* **YOUR INSTRUCTIONS**
Please edit the rows below so that every "benchmark" becomes "evaluation", with nothing else changed.
::::
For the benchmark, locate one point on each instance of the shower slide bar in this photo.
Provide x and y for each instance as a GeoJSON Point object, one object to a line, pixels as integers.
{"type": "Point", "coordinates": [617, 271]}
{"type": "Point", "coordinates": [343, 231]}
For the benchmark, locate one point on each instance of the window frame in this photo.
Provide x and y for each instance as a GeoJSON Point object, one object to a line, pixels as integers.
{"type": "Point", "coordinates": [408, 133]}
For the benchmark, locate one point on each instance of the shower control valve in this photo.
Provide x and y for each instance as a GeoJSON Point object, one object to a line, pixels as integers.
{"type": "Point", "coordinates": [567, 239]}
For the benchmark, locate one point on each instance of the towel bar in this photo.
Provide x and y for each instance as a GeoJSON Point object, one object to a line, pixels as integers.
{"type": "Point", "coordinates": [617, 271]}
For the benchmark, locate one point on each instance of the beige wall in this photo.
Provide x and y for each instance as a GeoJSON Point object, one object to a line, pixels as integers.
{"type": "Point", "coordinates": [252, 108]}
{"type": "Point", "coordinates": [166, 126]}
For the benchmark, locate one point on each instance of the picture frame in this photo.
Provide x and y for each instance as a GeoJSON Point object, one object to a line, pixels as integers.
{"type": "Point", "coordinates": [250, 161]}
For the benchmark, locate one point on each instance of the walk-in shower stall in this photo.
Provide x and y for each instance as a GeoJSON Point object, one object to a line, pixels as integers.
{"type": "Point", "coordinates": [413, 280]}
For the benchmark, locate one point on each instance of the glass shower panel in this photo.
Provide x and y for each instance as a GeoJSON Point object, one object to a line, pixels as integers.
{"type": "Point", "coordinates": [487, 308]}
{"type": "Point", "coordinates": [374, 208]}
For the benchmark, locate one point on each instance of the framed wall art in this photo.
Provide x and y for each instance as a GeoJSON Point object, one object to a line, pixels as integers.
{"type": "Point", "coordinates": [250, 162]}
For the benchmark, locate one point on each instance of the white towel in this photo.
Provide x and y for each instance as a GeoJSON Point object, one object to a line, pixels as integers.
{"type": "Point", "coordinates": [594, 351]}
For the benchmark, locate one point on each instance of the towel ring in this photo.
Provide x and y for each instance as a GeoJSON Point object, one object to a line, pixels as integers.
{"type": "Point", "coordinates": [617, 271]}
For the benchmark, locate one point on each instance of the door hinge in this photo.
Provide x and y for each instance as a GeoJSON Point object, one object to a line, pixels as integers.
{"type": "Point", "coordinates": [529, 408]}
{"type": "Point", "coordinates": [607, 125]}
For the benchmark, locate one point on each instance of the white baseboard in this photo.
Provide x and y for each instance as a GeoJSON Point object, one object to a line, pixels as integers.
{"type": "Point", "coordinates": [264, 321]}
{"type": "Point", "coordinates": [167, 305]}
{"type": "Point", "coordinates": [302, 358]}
::::
* **FINISHED TASK**
For the evaluation, locate one point on each instance of the shower slide bar in this photo.
Provide x and y for each instance as a GeoJSON Point object, one object to a line, pixels as integers.
{"type": "Point", "coordinates": [617, 271]}
{"type": "Point", "coordinates": [343, 231]}
For the evaluation, locate one point on each instance of the window frame in this photo.
Provide x and y for each instance as a GeoJSON Point object, one object to a line, pixels as integers.
{"type": "Point", "coordinates": [408, 133]}
For the evaluation, locate one point on each instance of the shower control valve in this photo.
Provide x and y for each instance as a GeoJSON Point object, one object to a line, pixels as integers.
{"type": "Point", "coordinates": [567, 239]}
For the evaluation, locate one point on each instance of the towel bar in this photo.
Provide x and y for each instance as a GeoJSON Point object, one object to a line, pixels as integers.
{"type": "Point", "coordinates": [617, 271]}
For the evaluation, locate one point on each instance of the beige wall in this photo.
Provide x and y for each instance as a GeoJSON Point object, one object to a line, pixels as integers.
{"type": "Point", "coordinates": [252, 108]}
{"type": "Point", "coordinates": [166, 126]}
For the evaluation, locate one point on each instance of the picture frame in this photo.
Provide x and y for each instance as a GeoJSON Point object, one object to a line, pixels as integers.
{"type": "Point", "coordinates": [250, 161]}
For the evaluation, locate one point on each instance of the walk-in shower stall in this photo.
Provide x and y for each instance as a GeoJSON Point object, one object to a line, pixels as integers.
{"type": "Point", "coordinates": [413, 280]}
For the evaluation, locate one point on each instance of the glass shower panel in this photo.
Provide x and y for each instance as a GeoJSON Point object, one object to a line, pixels as integers.
{"type": "Point", "coordinates": [487, 308]}
{"type": "Point", "coordinates": [374, 208]}
For the evaluation, locate one point on each instance of the framed wall art in this photo.
Provide x and y for each instance as a GeoJSON Point object, one object to a line, pixels as integers.
{"type": "Point", "coordinates": [250, 162]}
For the evaluation, locate one point on each instance of the white towel in this photo.
Provide x and y for each instance as a GeoJSON Point object, one object to a line, pixels as integers.
{"type": "Point", "coordinates": [594, 351]}
For the evaluation, locate one point on each instance of the towel ring in this photo.
Provide x and y for each instance as a GeoJSON Point object, one object to a line, pixels as integers.
{"type": "Point", "coordinates": [617, 271]}
For the evaluation, locate one point on each instance of the door hinge in this photo.
Provide x and y for each instance as a GeoJSON Point object, one object to a line, pixels as integers.
{"type": "Point", "coordinates": [529, 408]}
{"type": "Point", "coordinates": [607, 125]}
For the evaluation, locate one point on each instance of the white baseboard in this photo.
Provide x and y for each instance as a GeoJSON Point object, one object to a line, pixels as integers.
{"type": "Point", "coordinates": [264, 321]}
{"type": "Point", "coordinates": [167, 305]}
{"type": "Point", "coordinates": [302, 358]}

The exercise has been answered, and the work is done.